EXTRACT TO READ:
Start

11th Sunday in Ordinary Time

Ezekiel 17:22–24
2 Corinthians 5:6–10
Mark 4:26–34

Today we slip back into Ordinary Sundays as we call them. Along with this, we return to our Sunday reading of the Gospel of Mark. Today we find ourselves at the very end of Chapter 4. This chapter is a collection of various parables. We hear Jesus coming to the conclusion of his speaking to the crowds and the disciples in this manner. All of the parables in the chapter come from the farming and agricultural world. Jesus recalls the sower, the seed and the soil and the growth process in their interaction. Each time he focuses on some aspect of the process.

We need to recall the last lines of Jesus today. He chose to speak to the people in parables. But with his own circle of disciples he took time to open them further. The parables look like they are pointers on how to plant and what to expect. But we realize that they are really about the Kingdom of God. Jesus and his audience were familiar with planting from the seed dropped into the soil to the harvest. What was new was Jesus proclamation of the Kingdom of God. That is more elusive that planting a seed, but it is just as real. Jesus choses the familiar world of planting to introduce an unfamiliar world of the Kingdom.

We, too, need to know something about the world of a parable. At first glance, it may look like a little story about some human experience. And it is; but inside it is really pulling us into a different world that Jesus calls the Kingdom of God. A parable is not just some neat story. It is meant to bring together the familiar and the unfamiliar. But the unfamiliar is in reality bigger than the stuff in the little story. What the story describes is “like” the Kingdom of God. The parable is not always clear at first sight and it is not meant to be. The Kingdom of God cannot be contained in the mustard seed and it cannot be contained in the natural growth process but the Kingdom is “like” both…Parables depend on our imagination. They tease us and call us to see more than what is there. A parable does not really explain anything; that would be rational. Rather it opens up possibilities and invites us into them. It is always best not to make different elements in the parable mean only one simple thing. It can mean many things. And the meaning will grow as we grow in in our human experiences.

End

DATA EXCERPTS:
Start

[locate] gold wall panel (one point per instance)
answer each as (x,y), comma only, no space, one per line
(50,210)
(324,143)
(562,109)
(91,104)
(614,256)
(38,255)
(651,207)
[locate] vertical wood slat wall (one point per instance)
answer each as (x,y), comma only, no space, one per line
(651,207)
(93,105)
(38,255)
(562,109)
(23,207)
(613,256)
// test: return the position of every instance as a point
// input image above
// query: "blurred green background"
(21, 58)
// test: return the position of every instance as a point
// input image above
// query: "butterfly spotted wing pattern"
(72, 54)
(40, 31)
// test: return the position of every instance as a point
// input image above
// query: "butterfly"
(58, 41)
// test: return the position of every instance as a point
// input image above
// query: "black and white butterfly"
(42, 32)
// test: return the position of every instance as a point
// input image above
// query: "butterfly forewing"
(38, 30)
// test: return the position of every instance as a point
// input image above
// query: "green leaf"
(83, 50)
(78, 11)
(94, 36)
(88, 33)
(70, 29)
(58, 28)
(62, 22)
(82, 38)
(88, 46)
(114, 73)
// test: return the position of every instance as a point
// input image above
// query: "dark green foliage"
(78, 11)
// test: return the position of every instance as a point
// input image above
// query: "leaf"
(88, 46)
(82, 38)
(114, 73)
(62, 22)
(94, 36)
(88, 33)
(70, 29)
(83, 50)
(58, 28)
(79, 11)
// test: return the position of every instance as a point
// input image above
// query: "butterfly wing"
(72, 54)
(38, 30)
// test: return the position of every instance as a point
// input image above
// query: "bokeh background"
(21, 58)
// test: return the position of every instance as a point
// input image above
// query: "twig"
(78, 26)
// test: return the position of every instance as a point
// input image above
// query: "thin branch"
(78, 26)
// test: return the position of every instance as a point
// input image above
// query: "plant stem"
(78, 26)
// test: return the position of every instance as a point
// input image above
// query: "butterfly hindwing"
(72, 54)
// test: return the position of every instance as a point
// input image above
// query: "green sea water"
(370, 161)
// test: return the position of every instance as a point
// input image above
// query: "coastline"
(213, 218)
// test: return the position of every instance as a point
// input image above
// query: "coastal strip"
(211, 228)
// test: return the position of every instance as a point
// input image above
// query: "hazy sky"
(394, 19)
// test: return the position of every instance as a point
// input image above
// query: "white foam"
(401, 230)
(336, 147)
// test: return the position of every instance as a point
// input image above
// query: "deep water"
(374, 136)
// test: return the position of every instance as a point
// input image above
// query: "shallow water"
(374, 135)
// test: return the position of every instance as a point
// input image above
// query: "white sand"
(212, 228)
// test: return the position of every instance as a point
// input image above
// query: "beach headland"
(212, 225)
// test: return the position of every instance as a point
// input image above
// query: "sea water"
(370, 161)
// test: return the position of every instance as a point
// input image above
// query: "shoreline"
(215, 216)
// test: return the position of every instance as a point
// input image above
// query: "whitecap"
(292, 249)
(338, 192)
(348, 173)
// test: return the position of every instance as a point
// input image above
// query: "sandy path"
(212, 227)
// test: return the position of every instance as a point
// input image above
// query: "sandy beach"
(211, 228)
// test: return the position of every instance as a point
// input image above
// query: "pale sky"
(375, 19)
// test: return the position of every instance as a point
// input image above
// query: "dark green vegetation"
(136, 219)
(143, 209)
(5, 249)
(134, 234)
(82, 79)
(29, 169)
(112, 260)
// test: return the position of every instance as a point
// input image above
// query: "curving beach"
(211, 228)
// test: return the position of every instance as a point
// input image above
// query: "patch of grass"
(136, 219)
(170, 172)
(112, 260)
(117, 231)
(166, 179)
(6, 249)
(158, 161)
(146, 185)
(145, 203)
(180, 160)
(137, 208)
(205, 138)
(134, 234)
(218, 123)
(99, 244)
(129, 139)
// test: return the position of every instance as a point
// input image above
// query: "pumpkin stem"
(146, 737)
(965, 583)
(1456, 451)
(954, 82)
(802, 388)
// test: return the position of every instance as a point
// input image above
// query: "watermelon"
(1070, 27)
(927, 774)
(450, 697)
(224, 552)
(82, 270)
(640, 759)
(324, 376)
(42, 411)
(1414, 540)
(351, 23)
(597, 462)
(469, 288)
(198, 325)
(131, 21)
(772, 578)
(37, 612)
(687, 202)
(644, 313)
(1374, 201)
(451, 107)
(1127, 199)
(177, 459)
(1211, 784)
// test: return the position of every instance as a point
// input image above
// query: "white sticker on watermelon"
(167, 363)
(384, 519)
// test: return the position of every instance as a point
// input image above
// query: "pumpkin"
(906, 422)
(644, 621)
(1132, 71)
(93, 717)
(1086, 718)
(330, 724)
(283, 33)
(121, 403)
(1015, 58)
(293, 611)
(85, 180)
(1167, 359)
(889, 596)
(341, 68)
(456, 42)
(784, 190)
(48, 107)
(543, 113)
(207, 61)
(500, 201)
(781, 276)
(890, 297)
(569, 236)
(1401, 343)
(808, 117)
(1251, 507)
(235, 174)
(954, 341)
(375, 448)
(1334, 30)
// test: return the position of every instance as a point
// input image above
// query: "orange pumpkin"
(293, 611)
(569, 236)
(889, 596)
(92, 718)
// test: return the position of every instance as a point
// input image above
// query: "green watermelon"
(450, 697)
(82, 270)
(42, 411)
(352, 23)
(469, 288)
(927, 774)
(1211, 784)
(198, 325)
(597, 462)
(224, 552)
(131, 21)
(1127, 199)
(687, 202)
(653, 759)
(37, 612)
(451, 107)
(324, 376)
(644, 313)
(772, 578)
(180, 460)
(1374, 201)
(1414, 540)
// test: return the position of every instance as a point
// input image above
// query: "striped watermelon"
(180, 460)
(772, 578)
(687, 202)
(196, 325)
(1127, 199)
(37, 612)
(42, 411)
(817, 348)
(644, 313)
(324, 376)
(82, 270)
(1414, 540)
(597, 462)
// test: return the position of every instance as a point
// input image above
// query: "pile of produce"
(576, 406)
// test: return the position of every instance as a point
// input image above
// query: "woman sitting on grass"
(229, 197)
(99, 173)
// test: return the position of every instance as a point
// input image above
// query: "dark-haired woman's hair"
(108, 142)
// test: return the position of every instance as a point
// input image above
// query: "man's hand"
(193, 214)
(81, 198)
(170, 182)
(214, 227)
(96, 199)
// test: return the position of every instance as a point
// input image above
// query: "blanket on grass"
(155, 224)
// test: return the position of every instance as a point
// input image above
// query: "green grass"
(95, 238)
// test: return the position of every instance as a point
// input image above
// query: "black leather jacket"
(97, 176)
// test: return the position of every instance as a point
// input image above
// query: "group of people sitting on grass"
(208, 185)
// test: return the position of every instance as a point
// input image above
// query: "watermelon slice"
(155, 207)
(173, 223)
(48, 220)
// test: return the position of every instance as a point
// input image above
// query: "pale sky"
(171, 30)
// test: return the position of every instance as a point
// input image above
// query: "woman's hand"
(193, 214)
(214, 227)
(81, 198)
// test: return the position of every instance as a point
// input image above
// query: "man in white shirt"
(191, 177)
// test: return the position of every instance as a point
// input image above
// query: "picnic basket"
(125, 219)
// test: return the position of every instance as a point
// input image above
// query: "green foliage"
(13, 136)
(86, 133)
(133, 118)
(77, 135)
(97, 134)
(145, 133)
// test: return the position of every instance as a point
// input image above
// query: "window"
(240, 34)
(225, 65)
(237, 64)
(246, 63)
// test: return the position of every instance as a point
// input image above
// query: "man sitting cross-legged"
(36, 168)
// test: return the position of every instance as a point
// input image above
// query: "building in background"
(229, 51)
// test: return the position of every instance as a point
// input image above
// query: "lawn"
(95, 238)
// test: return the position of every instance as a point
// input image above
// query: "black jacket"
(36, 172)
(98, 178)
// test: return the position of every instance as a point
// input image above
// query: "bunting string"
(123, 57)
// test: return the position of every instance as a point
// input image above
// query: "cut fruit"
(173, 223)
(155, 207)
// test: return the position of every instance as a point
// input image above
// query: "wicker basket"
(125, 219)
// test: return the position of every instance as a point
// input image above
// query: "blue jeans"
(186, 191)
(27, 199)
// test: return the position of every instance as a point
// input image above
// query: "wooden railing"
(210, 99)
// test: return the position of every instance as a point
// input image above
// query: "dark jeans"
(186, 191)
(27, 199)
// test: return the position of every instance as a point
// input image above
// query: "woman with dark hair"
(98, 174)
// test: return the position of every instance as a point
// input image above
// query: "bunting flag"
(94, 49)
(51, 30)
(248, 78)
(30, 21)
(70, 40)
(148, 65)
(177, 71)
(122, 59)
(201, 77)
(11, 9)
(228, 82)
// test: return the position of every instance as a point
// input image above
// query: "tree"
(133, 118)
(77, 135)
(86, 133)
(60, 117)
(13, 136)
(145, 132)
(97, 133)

End

TO-DO LIST:
[1] According to the homily on Mark's parables, what world do all the parables in Chapter 4 come from?
[2] Continue the homily on Mark's parables from its final sentence.

ANSWER SET:
[1] The farming and agricultural world.

[2]
In both parables today there is a definite growth process. And in both parables there is a sense of mystery as to how this happens. If a farmer or a gardener were to plant a seed and then go each day and uncover the soil to see what happening down there, the seed would not germinate. But if the gardener lets the seed and soil and water work while the gardener is carrying on with life, the process takes place. We might be trying to watch or control our own growth process—analyze it, dissect it and in general be in charge over it. Nothing much will happen. The parable says that the gardener does what he or she can but then lets the seed go to work. And Jesus says, “he does not know how.” Perhaps that is the catch. There is a mystery in how God works with us human beings. Once the seed of the Word is planted in our hearts something will happen; Jesus assures us of that. The seed of the Word might look like we do all the work with it, but in the Kingdom, God is part of that process of growth. We have to allow God to work the mystery of his life within us.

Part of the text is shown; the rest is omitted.